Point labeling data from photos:
==*==

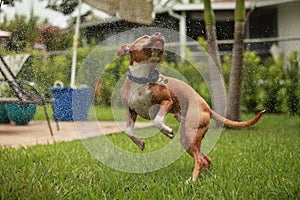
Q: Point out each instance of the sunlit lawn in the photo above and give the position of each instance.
(261, 162)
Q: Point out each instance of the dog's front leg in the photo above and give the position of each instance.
(165, 107)
(130, 120)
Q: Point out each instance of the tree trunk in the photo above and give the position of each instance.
(236, 71)
(217, 87)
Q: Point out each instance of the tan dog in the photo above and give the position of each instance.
(145, 88)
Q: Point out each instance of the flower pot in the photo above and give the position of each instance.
(3, 115)
(20, 114)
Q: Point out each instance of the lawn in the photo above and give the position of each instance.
(261, 162)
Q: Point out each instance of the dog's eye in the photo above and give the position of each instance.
(147, 51)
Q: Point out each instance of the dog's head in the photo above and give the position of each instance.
(145, 48)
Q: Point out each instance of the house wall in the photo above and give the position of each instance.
(289, 25)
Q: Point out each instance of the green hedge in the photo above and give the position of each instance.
(268, 84)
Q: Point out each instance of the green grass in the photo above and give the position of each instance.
(261, 162)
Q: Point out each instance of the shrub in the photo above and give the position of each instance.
(292, 82)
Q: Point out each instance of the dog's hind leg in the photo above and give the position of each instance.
(130, 120)
(165, 107)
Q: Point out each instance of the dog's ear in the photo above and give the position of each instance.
(123, 50)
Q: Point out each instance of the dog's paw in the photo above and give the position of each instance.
(189, 181)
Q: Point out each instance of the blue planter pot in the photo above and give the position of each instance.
(71, 104)
(20, 114)
(3, 115)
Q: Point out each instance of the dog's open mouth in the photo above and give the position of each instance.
(158, 45)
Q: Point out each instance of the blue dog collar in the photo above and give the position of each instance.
(153, 77)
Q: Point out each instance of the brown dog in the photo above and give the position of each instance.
(145, 87)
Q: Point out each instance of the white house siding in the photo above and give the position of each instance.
(289, 26)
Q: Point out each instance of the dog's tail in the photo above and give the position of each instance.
(234, 124)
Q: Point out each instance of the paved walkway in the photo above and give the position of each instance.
(37, 132)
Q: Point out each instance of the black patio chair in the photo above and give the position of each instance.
(26, 92)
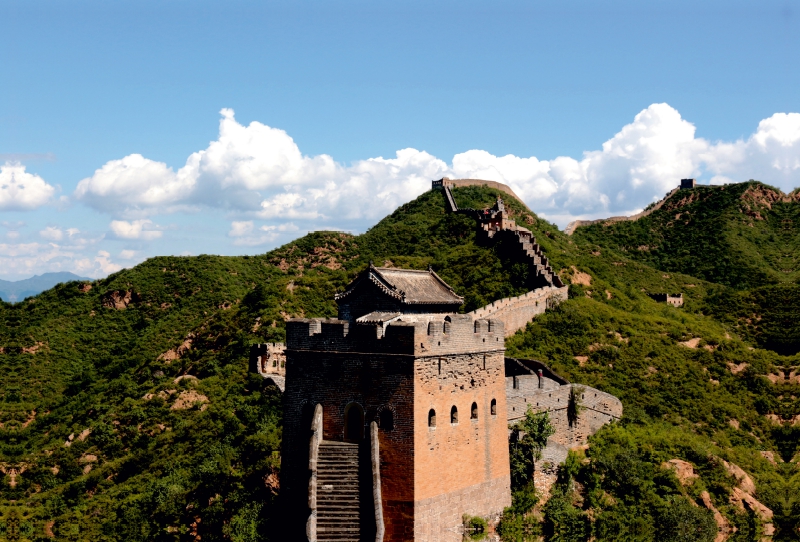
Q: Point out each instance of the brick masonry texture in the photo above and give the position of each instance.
(414, 367)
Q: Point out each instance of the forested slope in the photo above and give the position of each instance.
(128, 414)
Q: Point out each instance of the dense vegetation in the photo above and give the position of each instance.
(128, 412)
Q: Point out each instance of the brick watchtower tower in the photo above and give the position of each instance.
(394, 423)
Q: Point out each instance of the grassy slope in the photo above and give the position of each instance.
(163, 473)
(742, 236)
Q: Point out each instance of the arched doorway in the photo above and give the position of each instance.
(353, 422)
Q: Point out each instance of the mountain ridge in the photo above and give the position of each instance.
(16, 290)
(128, 413)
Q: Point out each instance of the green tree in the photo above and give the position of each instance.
(527, 439)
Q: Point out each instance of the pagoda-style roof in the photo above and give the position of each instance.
(408, 286)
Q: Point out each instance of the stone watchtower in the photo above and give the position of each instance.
(394, 415)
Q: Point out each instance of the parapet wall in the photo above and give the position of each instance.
(516, 312)
(597, 408)
(676, 300)
(575, 224)
(455, 333)
(475, 182)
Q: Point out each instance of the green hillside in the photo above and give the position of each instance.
(744, 236)
(128, 413)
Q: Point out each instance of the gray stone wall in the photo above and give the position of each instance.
(439, 519)
(516, 312)
(598, 408)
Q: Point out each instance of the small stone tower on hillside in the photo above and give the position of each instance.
(394, 418)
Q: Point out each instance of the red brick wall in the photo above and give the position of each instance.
(425, 473)
(456, 459)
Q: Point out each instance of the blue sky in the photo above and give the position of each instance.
(312, 115)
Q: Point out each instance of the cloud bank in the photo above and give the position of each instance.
(258, 172)
(22, 191)
(257, 179)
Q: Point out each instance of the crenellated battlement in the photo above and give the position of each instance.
(415, 336)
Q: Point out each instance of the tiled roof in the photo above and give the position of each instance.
(409, 286)
(378, 317)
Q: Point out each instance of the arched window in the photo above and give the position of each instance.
(386, 419)
(353, 422)
(306, 417)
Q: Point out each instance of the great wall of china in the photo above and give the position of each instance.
(377, 386)
(572, 226)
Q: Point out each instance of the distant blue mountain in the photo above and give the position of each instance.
(12, 291)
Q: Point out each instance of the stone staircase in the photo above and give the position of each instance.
(543, 273)
(536, 257)
(338, 501)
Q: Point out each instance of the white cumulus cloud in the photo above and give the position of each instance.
(258, 172)
(20, 190)
(52, 233)
(136, 229)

==*==

**Problem statement:**
Can you rewrite the lines above with every "photo above" changed to "picture shown", keeping everything else the same and leaving out the pictures?

**Result:**
Q: Point out each instance of the sunlit lawn in the picture shown and give the position of each instance.
(261, 162)
Q: Point out each instance of the dog's front leg in the picture shown and give the position of each instance.
(165, 107)
(130, 120)
Q: Point out each instance of the tree trunk in the picture shown and give the position of each instance.
(236, 71)
(217, 87)
Q: Point out each instance of the tan dog in the picture shown and give the position of each instance.
(145, 88)
Q: Point out each instance of the flower pot in the picture shown and give the position of each instance.
(3, 115)
(20, 114)
Q: Point out each instance of the lawn in the picture shown and give the position of each instance.
(261, 162)
Q: Point out each instance of the dog's eye in the picture shown and give the position of each instance.
(147, 51)
Q: Point out each instance of the dog's head in the picture shown and give the position of each instance.
(145, 48)
Q: Point out each instance of the house wall in the picture shown and give the position of each instance.
(289, 25)
Q: Point out each instance of the green hedge in the picture shown and give the position of each instance.
(268, 84)
Q: Point out each instance of the green grass in the picture shown and give the position of each instance.
(261, 162)
Q: Point out each instance of the shrub in the picture shown and give the position of each instance.
(292, 82)
Q: Point out each instance of the dog's hind leg in the picture shown and give the position of each instance.
(130, 120)
(165, 107)
Q: Point out each instance of the dog's ear in the picture shown and give the position of each instance.
(123, 50)
Q: Point out each instance of the dog's paw in the picture shown and give the position of each instance.
(189, 181)
Q: Point out each instance of the blue planter pot in the picture shown and give the position of each instance.
(71, 104)
(20, 114)
(3, 115)
Q: Point out each instance of the dog's open mouth in the picture shown and give the position of each instance.
(158, 45)
Q: Point out each instance of the blue dog collar in the picture shown and give the position of each instance.
(153, 77)
Q: Point out each instance of the brown dog in the picture shown and give the position of each instance.
(145, 87)
Q: Point out each instance of the white house siding in the picture shown and give the position of each instance.
(289, 26)
Q: Point out each instance of the dog's tail in the picture shown and give the position of each instance.
(234, 124)
Q: Point out each instance of the paved walkway in the picture shown and give the position of each instance.
(37, 132)
Q: Point out each instance of the black patio chair in the picture shown and give the position of each instance.
(26, 92)
Q: Point out each instance of the brick masonry texture in the picture shown and give the position of each instance.
(414, 367)
Q: Point out each instance of the forested slope in the picture shown and give the position of each instance.
(128, 414)
Q: Point out each instance of the dense vegetation in the picture shown and give the position of each instance.
(128, 412)
Q: Point out each instance of the brick watchtower tower in the picture shown and give the position of each instance.
(394, 423)
Q: Point out each instance of the grassy slope in the picture shown and give the position of each instance.
(163, 473)
(742, 236)
Q: Point out each instance of the arched doorway in the picture shown and give the position of each instance.
(353, 422)
Q: Point out each instance of the mountain ridge in the picture shown and give the position of each instance.
(16, 290)
(128, 413)
Q: Point out each instance of the green tree in the picture shown and give the position of each instance.
(527, 439)
Q: Point out each instance of the pagoda-style roof in the picture shown and give the position of each instance.
(408, 286)
Q: Point out each instance of the stone watchtower in the picture shown and give the position of each instance.
(394, 415)
Q: Point out each instance of the parapet wall in the picture shown and give the position of each instance.
(516, 312)
(597, 408)
(676, 300)
(575, 224)
(455, 333)
(475, 182)
Q: Point out each instance of the green hillside in the picture shown and give the position of each instance.
(744, 236)
(128, 413)
Q: Point out each instance of the gray stone wall in the picture shown and give the position of each instance.
(439, 519)
(516, 312)
(598, 408)
Q: Point out each instance of the small stone tower on hillside in the picture shown and give the position of each instance.
(394, 418)
Q: Point out each instance of the red brick wall in the picture shown and give the position of each instance.
(425, 473)
(456, 459)
Q: Point out each instance of the blue sky in the picture shown and give the position of each instance.
(312, 115)
Q: Point out each instance of the cloud bank in the picture shown and give the position of each instance.
(258, 172)
(22, 191)
(257, 179)
Q: Point out each instance of the crenellated battlement in the picture shown and give the position of each instance.
(415, 336)
Q: Point out each instance of the tiled roof in the picture shown and give the position of each instance.
(409, 286)
(378, 317)
Q: Point out each instance of the arched window in the picture shown and give the position of each instance.
(386, 419)
(353, 422)
(306, 417)
Q: Point out each instance of the great wall of china in the picture shown and give the position of each instance.
(377, 386)
(572, 226)
Q: Point out each instance of the distant blue mountain in the picture shown and give the position of each instance.
(12, 291)
Q: Point out each instance of the stone staircase in the picture shown and give the position of each instance.
(543, 273)
(536, 257)
(338, 501)
Q: Point out each instance of the white cumulus cloud in the picture shown and give the position of each instance.
(258, 172)
(20, 190)
(52, 233)
(136, 229)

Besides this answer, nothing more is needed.